Task goal: Scan the records for lines with the word "target", and copy every such line.

Input:
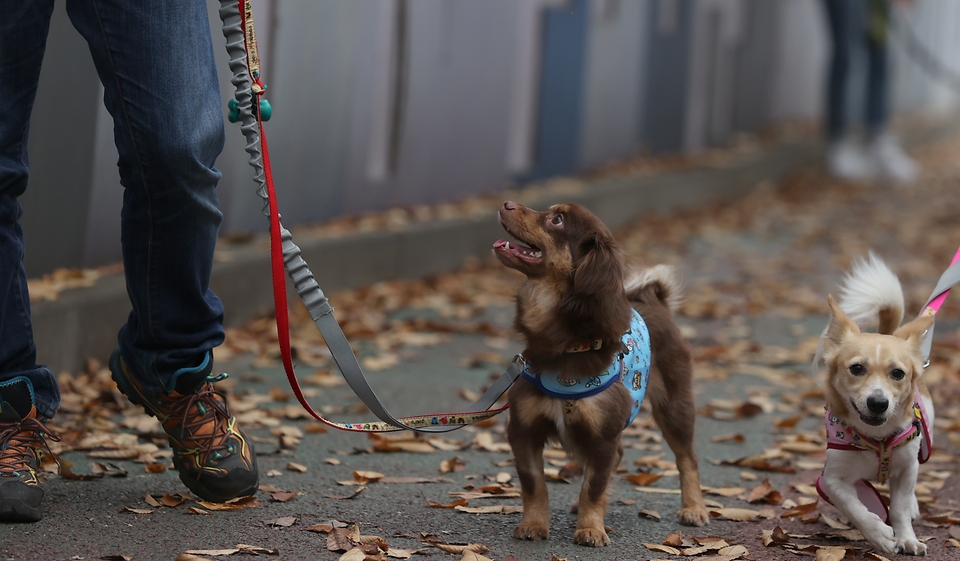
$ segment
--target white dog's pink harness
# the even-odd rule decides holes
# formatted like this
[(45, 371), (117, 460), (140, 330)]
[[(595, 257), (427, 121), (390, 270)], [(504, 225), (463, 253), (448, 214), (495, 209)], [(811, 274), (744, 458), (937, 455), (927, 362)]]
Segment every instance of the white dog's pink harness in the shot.
[[(841, 421), (833, 415), (829, 409), (825, 415), (827, 424), (827, 449), (829, 450), (850, 450), (853, 452), (870, 451), (877, 455), (879, 466), (877, 468), (877, 480), (883, 484), (890, 477), (890, 461), (893, 457), (893, 451), (903, 446), (914, 438), (920, 437), (920, 452), (917, 459), (921, 464), (930, 459), (930, 449), (933, 446), (933, 437), (930, 431), (929, 420), (926, 407), (920, 392), (915, 391), (915, 401), (913, 403), (913, 422), (906, 428), (888, 436), (883, 440), (871, 438), (850, 425)], [(823, 497), (823, 500), (830, 504), (830, 497), (823, 491), (823, 475), (817, 479), (817, 492)], [(857, 496), (860, 501), (884, 521), (887, 520), (887, 505), (880, 496), (880, 493), (867, 480), (858, 481), (856, 484)]]

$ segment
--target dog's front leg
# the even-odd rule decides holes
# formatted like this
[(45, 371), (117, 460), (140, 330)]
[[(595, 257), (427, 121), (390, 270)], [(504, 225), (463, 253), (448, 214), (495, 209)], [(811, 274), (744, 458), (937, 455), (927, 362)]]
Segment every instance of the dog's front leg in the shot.
[[(870, 462), (864, 464), (860, 461), (861, 454), (864, 452), (827, 450), (827, 463), (823, 470), (823, 490), (830, 497), (833, 506), (853, 522), (867, 541), (885, 553), (896, 553), (897, 539), (893, 528), (887, 526), (879, 516), (867, 510), (857, 496), (855, 484), (863, 479), (864, 473), (869, 472), (868, 468), (862, 470), (864, 473), (860, 473), (859, 468), (864, 465), (871, 466)], [(876, 466), (875, 462), (871, 467), (873, 466)]]
[(897, 552), (907, 555), (926, 555), (927, 544), (917, 539), (913, 519), (920, 515), (917, 504), (916, 481), (918, 465), (916, 454), (905, 458), (903, 469), (894, 470), (890, 478), (890, 525), (897, 537)]
[(604, 518), (607, 515), (607, 487), (610, 477), (620, 464), (623, 448), (620, 439), (613, 446), (595, 445), (583, 454), (583, 483), (577, 501), (577, 531), (573, 542), (579, 545), (600, 547), (610, 544)]
[(543, 477), (546, 438), (537, 437), (538, 433), (529, 427), (519, 426), (513, 417), (507, 426), (507, 440), (513, 450), (523, 499), (523, 518), (513, 529), (513, 537), (521, 540), (545, 540), (550, 537), (550, 497)]

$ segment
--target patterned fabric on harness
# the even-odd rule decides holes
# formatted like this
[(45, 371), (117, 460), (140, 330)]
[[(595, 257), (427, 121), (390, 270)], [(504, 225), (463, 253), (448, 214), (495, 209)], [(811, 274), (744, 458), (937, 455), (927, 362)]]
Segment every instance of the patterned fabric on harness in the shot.
[(530, 365), (524, 367), (521, 376), (532, 383), (544, 395), (564, 400), (576, 400), (596, 395), (616, 382), (623, 383), (633, 399), (630, 419), (633, 422), (640, 412), (640, 404), (647, 393), (650, 381), (650, 333), (643, 318), (633, 312), (630, 330), (620, 339), (626, 349), (617, 353), (613, 363), (596, 376), (582, 378), (561, 378), (558, 373), (541, 372), (534, 374)]
[[(890, 477), (890, 460), (893, 456), (893, 450), (910, 442), (914, 438), (920, 438), (920, 451), (918, 459), (921, 464), (930, 459), (930, 448), (933, 445), (933, 439), (930, 432), (929, 417), (927, 417), (926, 407), (923, 405), (923, 399), (920, 392), (915, 392), (915, 401), (913, 404), (913, 423), (902, 431), (892, 434), (883, 440), (870, 438), (850, 425), (841, 421), (827, 410), (825, 415), (827, 425), (827, 448), (830, 450), (850, 450), (853, 452), (873, 452), (877, 455), (877, 480), (884, 484)], [(817, 479), (817, 492), (823, 500), (830, 503), (830, 498), (823, 490), (823, 476)], [(887, 506), (880, 493), (870, 484), (869, 481), (862, 480), (856, 484), (857, 495), (860, 501), (870, 512), (879, 516), (883, 521), (889, 516)], [(831, 503), (833, 504), (833, 503)]]

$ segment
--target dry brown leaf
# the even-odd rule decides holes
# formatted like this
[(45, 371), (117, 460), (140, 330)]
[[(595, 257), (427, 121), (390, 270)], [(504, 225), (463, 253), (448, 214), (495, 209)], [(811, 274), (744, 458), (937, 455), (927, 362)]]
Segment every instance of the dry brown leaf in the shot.
[(845, 547), (821, 547), (817, 550), (816, 561), (841, 561), (846, 556)]
[(287, 463), (287, 471), (295, 471), (298, 473), (307, 473), (307, 466), (303, 464), (298, 464), (296, 462)]
[(633, 483), (634, 485), (640, 485), (643, 487), (646, 487), (648, 485), (655, 483), (661, 477), (663, 477), (663, 475), (659, 473), (630, 473), (623, 476), (623, 478), (629, 481), (630, 483)]
[(711, 442), (736, 442), (743, 443), (746, 442), (746, 438), (742, 434), (731, 433), (731, 434), (721, 434), (710, 438)]
[(452, 501), (446, 504), (441, 504), (436, 501), (431, 501), (430, 499), (427, 499), (427, 504), (429, 504), (433, 508), (456, 508), (458, 506), (467, 506), (469, 502), (466, 499), (457, 499), (455, 501)]
[(355, 547), (341, 555), (339, 561), (364, 561), (366, 558), (367, 553), (359, 547)]
[(783, 496), (779, 491), (773, 488), (773, 484), (770, 483), (769, 479), (764, 479), (760, 482), (760, 485), (757, 485), (750, 490), (750, 494), (747, 495), (747, 502), (750, 504), (760, 502), (767, 504), (780, 504), (783, 502)]
[(659, 543), (642, 543), (641, 545), (649, 549), (650, 551), (656, 551), (659, 553), (669, 553), (670, 555), (680, 555), (679, 549), (669, 545), (662, 545)]
[(281, 516), (280, 518), (274, 518), (273, 520), (264, 520), (263, 523), (274, 528), (289, 528), (297, 523), (297, 517)]
[(777, 526), (773, 530), (763, 530), (760, 536), (763, 540), (763, 545), (767, 547), (771, 545), (783, 545), (790, 541), (790, 536), (784, 532), (780, 526)]
[(449, 460), (440, 462), (440, 473), (463, 471), (465, 467), (467, 467), (467, 462), (463, 461), (460, 456), (454, 456)]
[(212, 503), (209, 501), (197, 501), (197, 504), (207, 510), (241, 510), (244, 508), (254, 508), (260, 506), (260, 501), (256, 497), (237, 497), (230, 499), (225, 503)]
[(735, 520), (737, 522), (747, 522), (749, 520), (756, 520), (760, 516), (760, 511), (750, 510), (748, 508), (715, 508), (710, 511), (710, 516), (725, 520)]
[(153, 510), (149, 508), (132, 508), (129, 506), (125, 506), (120, 509), (120, 512), (132, 512), (134, 514), (151, 514)]
[(721, 497), (736, 497), (747, 492), (743, 487), (701, 487), (701, 489), (708, 495), (719, 495)]
[(503, 505), (492, 506), (455, 506), (455, 510), (468, 512), (470, 514), (502, 514)]
[(784, 512), (780, 515), (780, 518), (795, 518), (797, 516), (803, 516), (805, 514), (810, 514), (811, 512), (817, 509), (817, 501), (809, 502), (807, 504), (797, 505), (790, 510)]
[(150, 505), (150, 506), (156, 507), (156, 508), (160, 508), (161, 506), (163, 506), (163, 505), (160, 503), (160, 501), (158, 501), (157, 499), (153, 498), (153, 495), (149, 495), (149, 494), (143, 497), (143, 502), (147, 503), (147, 504)]
[(475, 551), (470, 551), (468, 549), (463, 552), (463, 555), (460, 556), (460, 561), (492, 561), (492, 560), (489, 557), (485, 557)]
[(640, 516), (640, 518), (651, 518), (657, 521), (661, 520), (660, 513), (655, 510), (641, 510), (637, 514)]

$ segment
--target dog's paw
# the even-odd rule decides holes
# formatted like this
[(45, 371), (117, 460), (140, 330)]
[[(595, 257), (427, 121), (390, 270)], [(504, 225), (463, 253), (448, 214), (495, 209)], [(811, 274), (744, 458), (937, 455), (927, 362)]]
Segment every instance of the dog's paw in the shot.
[(602, 547), (610, 545), (610, 537), (603, 528), (580, 528), (573, 534), (573, 543), (577, 545), (588, 545), (590, 547)]
[(710, 521), (710, 514), (706, 507), (687, 507), (677, 511), (680, 523), (687, 526), (703, 526)]
[(897, 553), (904, 555), (926, 555), (927, 544), (916, 538), (907, 538), (897, 540)]
[(863, 534), (863, 537), (867, 538), (867, 541), (870, 542), (873, 547), (884, 553), (896, 553), (897, 537), (893, 533), (893, 528), (884, 524), (879, 517), (874, 516), (873, 518), (873, 520), (868, 521), (859, 528), (860, 533)]
[(520, 523), (513, 529), (513, 537), (518, 540), (545, 540), (550, 537), (550, 527), (530, 522)]

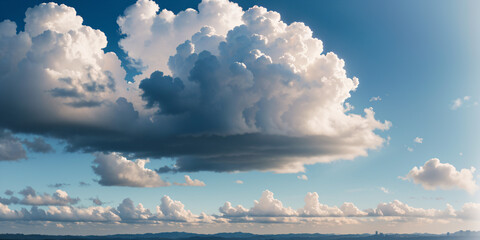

Response:
--target white dog's pink harness
--target dog's front leg
--target patterned fabric on harness
--target dry brown leaf
--target dog's paw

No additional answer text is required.